═════ Texte source ═════
Entretien avec Simone Rodan Benzaquen
Manya Brachear Pashman : L'American Jewish Committee a 14 bureaux internationaux à travers le monde. Pour l'épisode d'aujourd'hui, nous avons pris contact avec certains de ces bureaux pour savoir ce qu'ils voient et entendent sur le terrain depuis l'attaque terroriste du Hamas contre Israël le 7 octobre. Aujourd'hui, nous vous emmenons en Europe. Nous commençons par Paris, où des années de travail pour lutter contre la montée de l'antisémitisme ont connu un sérieux revers.
Depuis plus de vingt ans, c'est-à-dire depuis la seconde Intifada, l'antisémitisme est en hausse sur le continent européen. En fait, c'est cet effet d'entraînement qui a incité l'AJC à intensifier ses activités de plaidoyer dans cette région. Simone Rodan Benzaquen, directrice générale de l'AJC pour l'Europe, nous rejoint depuis Paris.
Simone Rodan Benzaquen : Ce que nous avons vu, je pense, en Europe est plus ou moins ce que nous avons observé partout, qui ne peut être décrit que comme une explosion de l'antisémitisme à travers le continent européen, je dirais, principalement en Europe de l'Ouest, ici en France en particulier, mais aussi au Royaume-Uni où le même phénomène s'est produit. Également en Allemagne mais aussi en Suède et au Danemark où des choses similaires ont pu être constatées. En France, l'antisémitisme est présent depuis au moins deux décennies, ou tout du moins sous cette forme contemporaine, avec un nombre élevé de crimes de haine antisémites. La situation est très, très grave. Depuis le 7 octobre, nous avons enregistré trois fois plus de crimes de haine antisémites que durant toute l'année dernière.
═════ Extrait de données ═════
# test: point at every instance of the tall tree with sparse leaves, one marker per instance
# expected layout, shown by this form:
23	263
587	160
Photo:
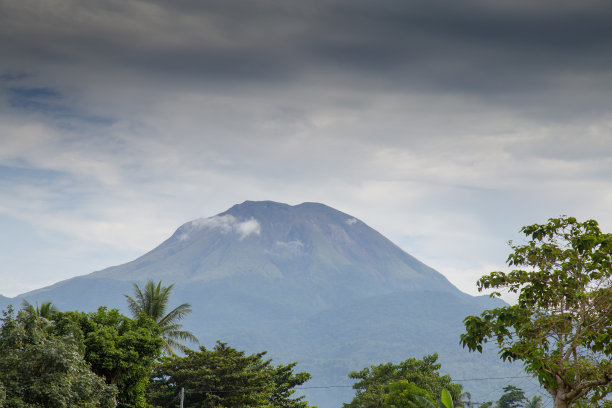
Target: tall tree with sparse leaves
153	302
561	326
═════
═════ Extrait de données ═════
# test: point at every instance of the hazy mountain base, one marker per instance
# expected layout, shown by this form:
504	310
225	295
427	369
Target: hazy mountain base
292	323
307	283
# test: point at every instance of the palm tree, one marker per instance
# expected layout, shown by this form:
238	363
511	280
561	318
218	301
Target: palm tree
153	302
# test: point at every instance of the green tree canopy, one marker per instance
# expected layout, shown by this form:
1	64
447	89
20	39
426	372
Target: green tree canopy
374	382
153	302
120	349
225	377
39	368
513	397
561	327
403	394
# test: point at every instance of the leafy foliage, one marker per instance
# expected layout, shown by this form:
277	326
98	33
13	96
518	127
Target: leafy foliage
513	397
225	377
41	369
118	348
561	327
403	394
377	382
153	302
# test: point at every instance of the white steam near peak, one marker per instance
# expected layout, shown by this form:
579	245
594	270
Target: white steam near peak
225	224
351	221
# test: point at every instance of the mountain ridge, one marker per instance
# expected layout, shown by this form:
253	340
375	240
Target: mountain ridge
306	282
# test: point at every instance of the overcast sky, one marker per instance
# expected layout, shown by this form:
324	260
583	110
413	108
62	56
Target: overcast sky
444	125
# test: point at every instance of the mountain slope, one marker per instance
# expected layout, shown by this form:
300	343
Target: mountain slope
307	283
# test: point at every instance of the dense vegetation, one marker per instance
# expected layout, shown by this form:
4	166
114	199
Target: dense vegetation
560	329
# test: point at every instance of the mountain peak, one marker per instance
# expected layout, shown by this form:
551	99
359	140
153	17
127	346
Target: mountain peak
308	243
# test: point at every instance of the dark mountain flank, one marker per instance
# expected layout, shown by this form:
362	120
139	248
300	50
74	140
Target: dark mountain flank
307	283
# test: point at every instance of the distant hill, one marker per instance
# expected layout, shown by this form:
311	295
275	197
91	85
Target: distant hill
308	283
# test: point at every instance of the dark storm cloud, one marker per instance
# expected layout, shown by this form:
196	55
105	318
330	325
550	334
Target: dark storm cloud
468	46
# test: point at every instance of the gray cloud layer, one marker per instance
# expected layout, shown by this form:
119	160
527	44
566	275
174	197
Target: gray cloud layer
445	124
═════
Liste des tâches:
1. Dans l'entretien sur l'antisémitisme en Europe, comment Simone Rodan Benzaquen compare-t-elle le nombre de crimes de haine antisémites enregistrés en France depuis le 7 octobre à celui de l'année précédente ?
2. Poursuivez l'entretien sur l'antisémitisme en Europe après sa dernière phrase.

Réponses par tâche:
1. Depuis le 7 octobre, on en a enregistré trois fois plus que durant toute l'année dernière.

2.
Nous avons des profanations de cimetières, des tags antisémites. Il y a eu des intimidations, des crachats sur les gens. C'est comme si l'horreur pure, la violence qui s'est produite le 7 octobre, avait déclenché une passion et une violence antisémite à travers le monde. Comme si les images horribles filmées par les terroristes du Hamas le 7 octobre constituaient une sorte de légitimation.
Manya Brachear Pashman : Qu'est-ce que cela signifie pour la communauté juive et la vie quotidienne ?
Simone Rodan Benzaquen : Nous sommes arrivés à un point où les gens cachent chaque aspect de leur identité juive. Les gens changent de nom sur leurs applications de livraison, ils changent de nom sur leurs sonnettes, s’ils estiment que leur nom a une consonance juive. Les gens cachent le moindre aspect de leur identité juive. Sur les applications Uber, sur les applications de taxi, moi-même, vous le savez, je vais à la télévision et je fais des interviews assez souvent alors je donne un nom différent au taxi, ainsi qu'une adresse différente quelques rues plus loin pour être sûr que le chauffeur de taxi ne sait pas où j'habite réellement. Tout le monde prend des précautions. Nous en sommes arrivés à un point où nous ne vivons pas la même vie que les autres.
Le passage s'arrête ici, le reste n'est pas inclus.